What to produce:
Please extract every line of the data below that contains the word "adult" and copy each such line in full.

Recorded data:
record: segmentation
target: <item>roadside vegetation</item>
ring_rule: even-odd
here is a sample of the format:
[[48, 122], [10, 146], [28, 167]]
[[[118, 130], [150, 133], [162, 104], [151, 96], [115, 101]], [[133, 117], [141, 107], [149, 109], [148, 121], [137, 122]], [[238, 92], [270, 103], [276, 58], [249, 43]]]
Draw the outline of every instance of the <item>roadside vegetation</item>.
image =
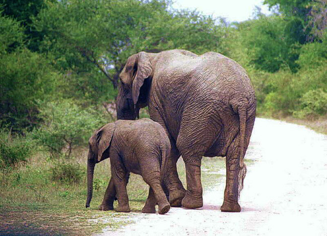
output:
[[[327, 2], [264, 3], [274, 13], [229, 22], [165, 0], [0, 0], [0, 234], [89, 235], [132, 220], [97, 210], [108, 161], [85, 209], [86, 159], [93, 131], [115, 119], [125, 62], [142, 51], [222, 53], [248, 72], [258, 115], [327, 133]], [[223, 162], [203, 159], [204, 184]], [[139, 212], [148, 187], [133, 175], [128, 187]]]

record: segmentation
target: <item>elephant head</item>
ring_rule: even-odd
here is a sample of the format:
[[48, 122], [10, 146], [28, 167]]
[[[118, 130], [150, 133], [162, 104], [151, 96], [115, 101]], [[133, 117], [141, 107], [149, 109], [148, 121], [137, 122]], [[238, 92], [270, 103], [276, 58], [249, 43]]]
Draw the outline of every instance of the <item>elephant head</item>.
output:
[[96, 163], [108, 158], [115, 129], [114, 123], [109, 123], [95, 131], [88, 141], [87, 155], [87, 199], [85, 206], [89, 207], [93, 192], [93, 175]]
[[120, 75], [116, 102], [118, 119], [135, 120], [138, 117], [140, 108], [148, 105], [152, 74], [150, 54], [141, 52], [128, 58]]

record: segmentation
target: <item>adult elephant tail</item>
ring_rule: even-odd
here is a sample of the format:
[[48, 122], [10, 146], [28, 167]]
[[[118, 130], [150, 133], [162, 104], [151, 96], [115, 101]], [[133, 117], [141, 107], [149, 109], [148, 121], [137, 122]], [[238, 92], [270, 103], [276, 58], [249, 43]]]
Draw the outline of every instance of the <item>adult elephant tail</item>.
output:
[[160, 182], [163, 182], [164, 180], [167, 177], [168, 173], [168, 166], [169, 153], [170, 152], [170, 145], [167, 146], [162, 145], [160, 147], [161, 154], [161, 164], [160, 167]]
[[239, 150], [240, 152], [240, 170], [239, 172], [239, 196], [243, 188], [243, 181], [246, 175], [246, 166], [244, 164], [244, 144], [245, 143], [245, 131], [246, 128], [246, 109], [247, 102], [243, 102], [238, 107], [239, 118], [240, 120], [240, 143]]
[[244, 141], [245, 139], [245, 129], [246, 126], [247, 104], [242, 104], [238, 107], [239, 118], [240, 119], [240, 168], [244, 166]]

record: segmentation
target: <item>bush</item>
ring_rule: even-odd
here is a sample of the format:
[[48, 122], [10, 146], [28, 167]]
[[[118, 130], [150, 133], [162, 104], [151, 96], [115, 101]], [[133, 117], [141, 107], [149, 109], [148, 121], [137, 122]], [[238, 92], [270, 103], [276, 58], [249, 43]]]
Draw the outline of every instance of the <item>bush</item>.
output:
[[87, 145], [92, 132], [108, 122], [99, 112], [67, 100], [45, 104], [40, 116], [45, 124], [34, 130], [33, 137], [52, 157], [69, 157], [74, 147]]
[[11, 131], [0, 130], [0, 170], [8, 171], [27, 162], [33, 149], [29, 138], [12, 136]]
[[298, 118], [306, 118], [327, 113], [327, 92], [321, 89], [311, 90], [300, 99], [301, 110], [294, 111], [294, 115]]
[[79, 183], [85, 175], [78, 163], [56, 163], [51, 168], [52, 179], [62, 183]]

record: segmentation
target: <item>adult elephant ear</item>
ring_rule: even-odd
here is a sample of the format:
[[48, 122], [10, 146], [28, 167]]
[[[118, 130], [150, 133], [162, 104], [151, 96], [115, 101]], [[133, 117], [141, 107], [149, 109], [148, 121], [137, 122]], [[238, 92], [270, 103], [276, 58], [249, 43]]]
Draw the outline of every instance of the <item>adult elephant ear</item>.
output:
[[98, 161], [100, 162], [109, 157], [110, 148], [115, 128], [114, 123], [107, 124], [97, 133]]
[[137, 70], [133, 81], [132, 93], [133, 102], [135, 105], [138, 100], [139, 91], [144, 80], [152, 75], [153, 69], [149, 56], [146, 53], [141, 52], [137, 54], [134, 63]]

Task response:
target: <item>adult elephant tail</item>
Draw the outline of every instance of the <item>adult elephant tail</item>.
target: <item>adult elephant ear</item>
Draw the outline of every instance of the <item>adult elephant ear</item>.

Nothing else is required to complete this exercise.